- AUFGABE IM DETAIL
Schreiben Sie bitte die gesamte Gerichtsentscheidung zum Besitzbegriff im Umsatzsteuergesetz Wort für Wort ab.

- TEXTBLOCK
—————
FG Köln - 27.08.2015 - AZ: 6 K 2892/12

Fundstelle:

BFH/NV 2016, 1498-1499

BFH, 23.06.2016 - V B 90/15

Redaktioneller Leitsatz:

Der Begriff des Besitzes in § 15 Abs. 1 Nr. 1 S. 1 UStG ist, da er auf der Umsetzung der MwStSystRL beruht, in der gesamten Europäischen Union autonom und einheitlich unter Berücksichtigung des Regelungszusammenhangs und des mit der betreffenden Regelung verfolgten Zwecks auszulegen.

Tenor:

Die Beschwerde der Klägerin wegen Nichtzulassung der Revision gegen das Urteil des Finanzgerichts Köln vom 27. August 2015 6 K 2892/12 wird als unbegründet zurückgewiesen.

Die Kosten des Beschwerdeverfahrens hat die Klägerin zu tragen.
—————
- VORLIEGENDE DATEN
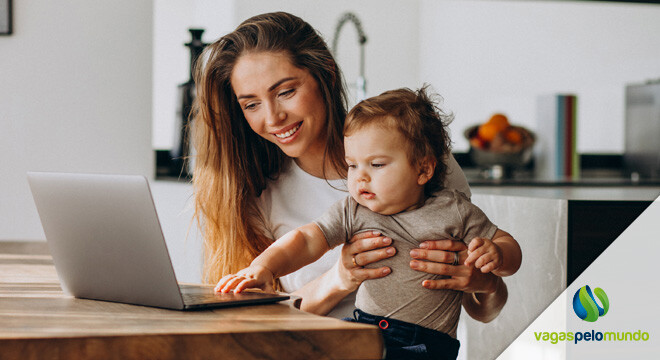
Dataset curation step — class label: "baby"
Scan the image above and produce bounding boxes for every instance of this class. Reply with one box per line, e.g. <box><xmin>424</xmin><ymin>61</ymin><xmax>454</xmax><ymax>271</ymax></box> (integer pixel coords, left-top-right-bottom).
<box><xmin>216</xmin><ymin>88</ymin><xmax>522</xmax><ymax>358</ymax></box>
—————
- LÖSUNG DER AUFGABE
FG Köln - 27.08.2015 - AZ: 6 K 2892/12

Fundstelle:

BFH/NV 2016, 1498-1499

BFH, 23.06.2016 - V B 90/15

Redaktioneller Leitsatz:

Der Begriff des Besitzes in § 15 Abs. 1 Nr. 1 S. 1 UStG ist, da er auf der Umsetzung der MwStSystRL beruht, in der gesamten Europäischen Union autonom und einheitlich unter Berücksichtigung des Regelungszusammenhangs und des mit der betreffenden Regelung verfolgten Zwecks auszulegen.

Tenor:

Die Beschwerde der Klägerin wegen Nichtzulassung der Revision gegen das Urteil des Finanzgerichts Köln vom 27. August 2015 6 K 2892/12 wird als unbegründet zurückgewiesen.

Die Kosten des Beschwerdeverfahrens hat die Klägerin zu tragen.